→ **Brano di testo**
• • • •

Tutto ciò che ci serve si paga: il tofu al supermercato, il bagnoschiuma al burro di karité in profumeria, le medicine in farmacia, il cellulare nuovo di ultima generazione al negozio di elettronica…Tutto si paga. L’accesso ai siti internet dà l’impressione di essere gratuito e non ci sembra vero! Ci si iscrive a siti, si fanno dei login senza pagare nulla. Ma ricordiamoci: tutto ha un prezzo. La domanda giusta è: qual è il prezzo che sto pagando?
Navigare nel web, disseminando i nostri dati, è un po’ come mangiare un panino e seminare briciole. Quelle briciole verranno raccolte da qualcun altro. A noi interessa, immediatamente, mangiare il panino ma le briciole ci appartengono, lasciano nostre tracce e, se ci sono Terzi che sfruttano quel che resta del nostro cibo per fare commercio, ci dovrebbe preoccupare. Ecco: il panino è la navigazione web e le briciole sono i nostri dati. Facendo un quadro della situazione possiamo dire che le piattaforme digitali come Facebook e Instagram, sfruttano i dati personali degli utenti per trarne profitto, e questo viene definito capitalismo digitale.

• • • •

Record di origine
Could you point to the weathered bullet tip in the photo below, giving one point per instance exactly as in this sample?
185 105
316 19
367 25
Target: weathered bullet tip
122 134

• • • •

→ **Esercizi**
#1 Rispondi alle domande sul brano dedicato al capitalismo digitale.
(a) Dove si acquista il tofu?
(b) Nel paragone del panino, che cosa rappresentano le briciole?
(c) Con quale espressione si indica lo sfruttamento dei dati personali degli utenti da parte delle piattaforme digitali?
#2 In base al brano sul capitalismo digitale, spiega perché le briciole lasciate mangiando il panino dovrebbero preoccuparci.
I record provengono da una fonte diversa da quella del brano.

→ **Soluzioni per esercizio**
#1
(a) Il tofu si acquista al supermercato.
(b) Le briciole rappresentano i nostri dati.
(c) Si usa l'espressione "capitalismo digitale".

#2 Le briciole ci appartengono e lasciano nostre tracce. Inoltre possono esserci Terzi che sfruttano quel che resta del nostro cibo per fare commercio.